# How to complete this task:
Would you please transcribe the listing exactly, with no images?

# Records to process:
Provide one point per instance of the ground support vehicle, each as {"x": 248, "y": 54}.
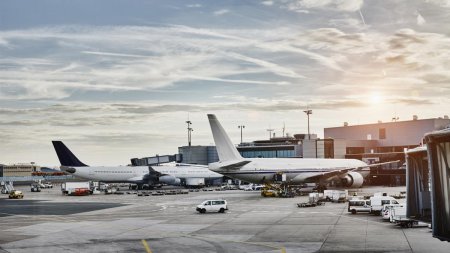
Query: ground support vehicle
{"x": 308, "y": 204}
{"x": 358, "y": 205}
{"x": 405, "y": 222}
{"x": 35, "y": 188}
{"x": 216, "y": 205}
{"x": 14, "y": 194}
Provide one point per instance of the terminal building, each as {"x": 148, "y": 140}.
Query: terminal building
{"x": 371, "y": 143}
{"x": 383, "y": 142}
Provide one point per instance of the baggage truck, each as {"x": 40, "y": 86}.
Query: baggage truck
{"x": 76, "y": 188}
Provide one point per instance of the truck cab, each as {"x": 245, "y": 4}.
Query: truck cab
{"x": 358, "y": 205}
{"x": 212, "y": 206}
{"x": 377, "y": 203}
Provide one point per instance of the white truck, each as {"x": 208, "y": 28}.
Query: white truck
{"x": 76, "y": 188}
{"x": 377, "y": 202}
{"x": 216, "y": 205}
{"x": 336, "y": 195}
{"x": 356, "y": 205}
{"x": 387, "y": 209}
{"x": 398, "y": 216}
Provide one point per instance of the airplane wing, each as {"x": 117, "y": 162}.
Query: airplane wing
{"x": 328, "y": 175}
{"x": 235, "y": 166}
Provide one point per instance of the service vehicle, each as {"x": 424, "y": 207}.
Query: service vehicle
{"x": 35, "y": 188}
{"x": 398, "y": 216}
{"x": 14, "y": 194}
{"x": 386, "y": 210}
{"x": 216, "y": 205}
{"x": 76, "y": 188}
{"x": 358, "y": 205}
{"x": 47, "y": 185}
{"x": 377, "y": 202}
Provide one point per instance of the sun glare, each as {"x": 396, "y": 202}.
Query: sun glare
{"x": 376, "y": 99}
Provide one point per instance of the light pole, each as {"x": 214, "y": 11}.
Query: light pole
{"x": 241, "y": 127}
{"x": 189, "y": 131}
{"x": 270, "y": 133}
{"x": 308, "y": 112}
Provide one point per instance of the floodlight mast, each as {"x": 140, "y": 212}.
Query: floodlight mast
{"x": 189, "y": 132}
{"x": 241, "y": 127}
{"x": 308, "y": 112}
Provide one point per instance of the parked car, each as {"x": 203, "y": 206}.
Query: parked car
{"x": 387, "y": 209}
{"x": 377, "y": 203}
{"x": 14, "y": 194}
{"x": 212, "y": 206}
{"x": 48, "y": 185}
{"x": 35, "y": 187}
{"x": 358, "y": 205}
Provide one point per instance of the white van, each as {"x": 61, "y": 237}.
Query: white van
{"x": 377, "y": 202}
{"x": 216, "y": 205}
{"x": 358, "y": 205}
{"x": 387, "y": 209}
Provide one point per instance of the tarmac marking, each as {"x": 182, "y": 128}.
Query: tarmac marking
{"x": 206, "y": 238}
{"x": 147, "y": 248}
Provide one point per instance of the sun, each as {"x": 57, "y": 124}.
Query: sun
{"x": 376, "y": 99}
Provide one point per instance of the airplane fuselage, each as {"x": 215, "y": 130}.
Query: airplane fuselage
{"x": 136, "y": 174}
{"x": 297, "y": 170}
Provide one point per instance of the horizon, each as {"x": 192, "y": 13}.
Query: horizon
{"x": 116, "y": 79}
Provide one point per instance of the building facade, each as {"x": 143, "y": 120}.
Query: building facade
{"x": 385, "y": 137}
{"x": 20, "y": 170}
{"x": 198, "y": 154}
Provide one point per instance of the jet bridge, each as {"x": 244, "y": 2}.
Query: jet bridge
{"x": 438, "y": 147}
{"x": 418, "y": 202}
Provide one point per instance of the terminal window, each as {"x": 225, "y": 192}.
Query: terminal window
{"x": 382, "y": 133}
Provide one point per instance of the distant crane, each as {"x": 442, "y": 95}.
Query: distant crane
{"x": 241, "y": 127}
{"x": 270, "y": 130}
{"x": 308, "y": 112}
{"x": 189, "y": 131}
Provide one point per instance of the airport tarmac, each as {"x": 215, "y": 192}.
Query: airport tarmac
{"x": 50, "y": 222}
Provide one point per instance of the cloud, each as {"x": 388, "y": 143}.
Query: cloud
{"x": 221, "y": 12}
{"x": 441, "y": 3}
{"x": 420, "y": 19}
{"x": 333, "y": 5}
{"x": 267, "y": 3}
{"x": 194, "y": 5}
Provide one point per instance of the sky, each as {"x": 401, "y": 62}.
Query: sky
{"x": 118, "y": 79}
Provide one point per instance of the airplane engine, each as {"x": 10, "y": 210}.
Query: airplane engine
{"x": 170, "y": 180}
{"x": 353, "y": 179}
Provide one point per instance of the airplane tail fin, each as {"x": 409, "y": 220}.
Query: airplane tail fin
{"x": 65, "y": 156}
{"x": 225, "y": 148}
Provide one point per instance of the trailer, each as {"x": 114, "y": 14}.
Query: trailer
{"x": 398, "y": 216}
{"x": 76, "y": 188}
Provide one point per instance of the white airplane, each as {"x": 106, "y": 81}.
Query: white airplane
{"x": 297, "y": 170}
{"x": 140, "y": 175}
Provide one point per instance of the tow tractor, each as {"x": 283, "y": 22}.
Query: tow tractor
{"x": 280, "y": 188}
{"x": 14, "y": 194}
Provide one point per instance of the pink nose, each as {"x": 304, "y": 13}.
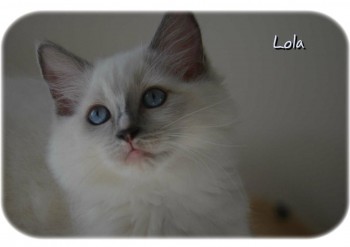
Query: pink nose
{"x": 128, "y": 134}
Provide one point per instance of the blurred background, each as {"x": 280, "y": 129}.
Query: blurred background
{"x": 292, "y": 103}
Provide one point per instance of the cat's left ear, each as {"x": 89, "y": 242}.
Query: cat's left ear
{"x": 64, "y": 73}
{"x": 178, "y": 40}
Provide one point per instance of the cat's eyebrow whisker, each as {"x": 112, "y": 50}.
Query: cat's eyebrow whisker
{"x": 195, "y": 112}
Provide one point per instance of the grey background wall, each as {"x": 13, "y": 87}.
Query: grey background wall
{"x": 292, "y": 104}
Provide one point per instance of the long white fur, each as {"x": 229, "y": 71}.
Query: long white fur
{"x": 194, "y": 191}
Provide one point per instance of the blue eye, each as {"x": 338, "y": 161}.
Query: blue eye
{"x": 98, "y": 114}
{"x": 154, "y": 97}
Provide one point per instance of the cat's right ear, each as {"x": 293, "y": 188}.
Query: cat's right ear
{"x": 64, "y": 73}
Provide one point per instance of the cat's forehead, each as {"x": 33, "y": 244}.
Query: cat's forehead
{"x": 120, "y": 71}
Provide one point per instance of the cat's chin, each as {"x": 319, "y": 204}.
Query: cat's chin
{"x": 137, "y": 156}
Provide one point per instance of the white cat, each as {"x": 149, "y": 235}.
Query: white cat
{"x": 141, "y": 142}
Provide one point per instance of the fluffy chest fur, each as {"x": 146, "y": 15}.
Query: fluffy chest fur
{"x": 186, "y": 196}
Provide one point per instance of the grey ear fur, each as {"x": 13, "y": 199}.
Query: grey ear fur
{"x": 178, "y": 39}
{"x": 63, "y": 71}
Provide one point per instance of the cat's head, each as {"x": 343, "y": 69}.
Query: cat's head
{"x": 137, "y": 108}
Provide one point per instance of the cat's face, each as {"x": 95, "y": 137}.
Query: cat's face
{"x": 139, "y": 117}
{"x": 138, "y": 108}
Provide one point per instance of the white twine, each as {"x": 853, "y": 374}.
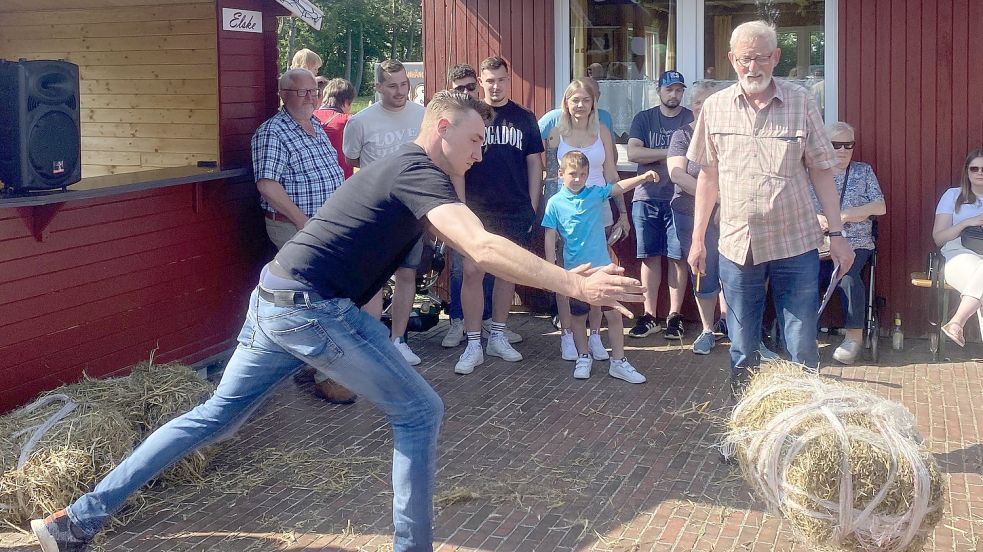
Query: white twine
{"x": 770, "y": 451}
{"x": 39, "y": 431}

# Solution to the problem:
Provide one point per instance of the ground support vehicle, each as {"x": 248, "y": 54}.
Query: ground support vehicle
{"x": 308, "y": 204}
{"x": 358, "y": 205}
{"x": 405, "y": 222}
{"x": 35, "y": 188}
{"x": 216, "y": 205}
{"x": 14, "y": 194}
Provide one point per instance of the terminal building, each as {"x": 148, "y": 140}.
Query: terminal building
{"x": 371, "y": 143}
{"x": 383, "y": 142}
Provide one point per instance of the baggage truck, each as {"x": 40, "y": 86}.
Query: baggage truck
{"x": 76, "y": 188}
Provide one point per instance of the truck cab, each as {"x": 245, "y": 4}.
Query: truck cab
{"x": 358, "y": 205}
{"x": 212, "y": 206}
{"x": 377, "y": 203}
Provide one point per instance of the white truck, each as {"x": 208, "y": 28}.
Query: white truck
{"x": 76, "y": 188}
{"x": 377, "y": 202}
{"x": 216, "y": 205}
{"x": 336, "y": 195}
{"x": 356, "y": 205}
{"x": 387, "y": 209}
{"x": 398, "y": 216}
Provide one point per instance of the airplane wing, each as {"x": 117, "y": 162}.
Query: airplane wing
{"x": 328, "y": 175}
{"x": 235, "y": 166}
Provide one point per instance of the service vehicle, each as {"x": 424, "y": 207}.
Query: service vehicle
{"x": 35, "y": 188}
{"x": 398, "y": 216}
{"x": 14, "y": 194}
{"x": 386, "y": 210}
{"x": 216, "y": 205}
{"x": 76, "y": 188}
{"x": 358, "y": 205}
{"x": 47, "y": 185}
{"x": 377, "y": 202}
Provide one point per instance of the sun glare, each as {"x": 396, "y": 202}.
Query: sun glare
{"x": 376, "y": 99}
Provide one point per instance of the light pole, each as {"x": 214, "y": 11}.
Query: light pole
{"x": 241, "y": 127}
{"x": 189, "y": 131}
{"x": 270, "y": 133}
{"x": 308, "y": 112}
Provide one point per instance of the floodlight mast, each as {"x": 140, "y": 212}.
Query: floodlight mast
{"x": 189, "y": 132}
{"x": 241, "y": 127}
{"x": 308, "y": 112}
Provide one point per instance of the parked car, each as {"x": 203, "y": 206}.
Query: parked car
{"x": 387, "y": 209}
{"x": 377, "y": 203}
{"x": 14, "y": 194}
{"x": 212, "y": 206}
{"x": 48, "y": 185}
{"x": 35, "y": 187}
{"x": 358, "y": 205}
Provide one point per instance of the white van, each as {"x": 61, "y": 237}.
Query: white van
{"x": 377, "y": 202}
{"x": 216, "y": 205}
{"x": 358, "y": 205}
{"x": 387, "y": 209}
Provide one point per instance of the tarmac marking, each as {"x": 182, "y": 128}.
Query: tarmac marking
{"x": 206, "y": 238}
{"x": 147, "y": 248}
Provide one point per instance of the sun, each as {"x": 57, "y": 124}.
Query: sun
{"x": 376, "y": 99}
Provide one point per instance of the airplane fuselage, each as {"x": 215, "y": 130}.
Query: airplane fuselage
{"x": 136, "y": 174}
{"x": 297, "y": 170}
Provide one point per instance of the horizon, each as {"x": 192, "y": 13}.
Query: horizon
{"x": 116, "y": 79}
Provide one point per instance of the building facade, each as {"x": 143, "y": 120}.
Query: building facade
{"x": 385, "y": 137}
{"x": 20, "y": 170}
{"x": 198, "y": 154}
Provide one point per instance of the jet bridge, each as {"x": 244, "y": 2}.
Query: jet bridge
{"x": 438, "y": 147}
{"x": 418, "y": 202}
Provide one point per instance of the terminal window, each as {"x": 225, "y": 192}.
Query: terminal window
{"x": 382, "y": 133}
Provide one point per instance of the distant crane, each as {"x": 442, "y": 95}.
Query: distant crane
{"x": 241, "y": 127}
{"x": 270, "y": 130}
{"x": 308, "y": 112}
{"x": 189, "y": 131}
Provide one point per instance of the airport tarmac, each as {"x": 215, "y": 192}.
Query: airport tarmac
{"x": 50, "y": 222}
Provide one point per instance of the cloud, each as {"x": 388, "y": 143}.
Query: cloud
{"x": 221, "y": 12}
{"x": 441, "y": 3}
{"x": 420, "y": 19}
{"x": 333, "y": 5}
{"x": 267, "y": 3}
{"x": 194, "y": 5}
Provide one point per instance of the sky, each as {"x": 401, "y": 62}.
Query: sky
{"x": 118, "y": 79}
Provide one point per instance of the airplane engine, each as {"x": 10, "y": 210}.
Query: airplane engine
{"x": 170, "y": 180}
{"x": 353, "y": 179}
Provide one point per instance of the airplane tail fin, each as {"x": 409, "y": 220}.
Query: airplane tail fin
{"x": 65, "y": 156}
{"x": 225, "y": 148}
Provide one point per instance of the trailer, each as {"x": 114, "y": 14}.
Query: trailer
{"x": 398, "y": 216}
{"x": 76, "y": 188}
Provide one point per instance of the white airplane, each as {"x": 106, "y": 81}.
Query: white airplane
{"x": 297, "y": 170}
{"x": 140, "y": 175}
Provide one point per instance of the tow tractor, each as {"x": 283, "y": 22}.
Query: tow tractor
{"x": 280, "y": 188}
{"x": 14, "y": 194}
Provide one point per instance of the pink nose, each as {"x": 304, "y": 13}.
Query: pink nose
{"x": 128, "y": 134}
Provide one point per instance of the blurred background, each as {"x": 280, "y": 129}.
Query: blurred background
{"x": 292, "y": 103}
Provide one point per instance of the cat's left ear, each as {"x": 89, "y": 242}.
Query: cat's left ear
{"x": 64, "y": 73}
{"x": 178, "y": 40}
Provide one point per instance of the cat's eyebrow whisker, each as {"x": 112, "y": 50}.
Query: cat's eyebrow whisker
{"x": 195, "y": 112}
Provide one point per instance of the grey background wall, each as {"x": 13, "y": 87}.
Query: grey background wall
{"x": 292, "y": 104}
Provide one point per instance of the long white fur, each as {"x": 229, "y": 71}.
Query: long white fur
{"x": 194, "y": 191}
Provide one point per instance of the blue eye, each as {"x": 338, "y": 161}.
Query: blue eye
{"x": 98, "y": 114}
{"x": 154, "y": 97}
Provide one point per instance of the cat's right ear, each as {"x": 293, "y": 188}.
Query: cat's right ear
{"x": 64, "y": 73}
Provide one point per instance of the cat's forehead, each as {"x": 33, "y": 244}.
Query: cat's forehead
{"x": 120, "y": 71}
Provide one point per instance of the cat's chin, each as {"x": 319, "y": 204}.
Query: cat's chin
{"x": 137, "y": 156}
Provide one point per instance of the white cat, each as {"x": 149, "y": 235}.
Query: white cat
{"x": 141, "y": 142}
Provide one point per instance of the fluffy chest fur, each as {"x": 146, "y": 15}.
Query: fluffy chest fur
{"x": 186, "y": 196}
Provide one point per instance of the grey ear fur, each as {"x": 13, "y": 199}.
Query: grey ear fur
{"x": 178, "y": 39}
{"x": 63, "y": 71}
Provide one point per instance of the cat's head, each as {"x": 343, "y": 69}.
Query: cat's head
{"x": 137, "y": 108}
Provide one point per instance of the cat's face, each as {"x": 95, "y": 137}.
Query: cat's face
{"x": 139, "y": 117}
{"x": 138, "y": 108}
Provide one point per instance of the white twine, each as {"x": 853, "y": 374}.
Query: white twine
{"x": 770, "y": 451}
{"x": 39, "y": 431}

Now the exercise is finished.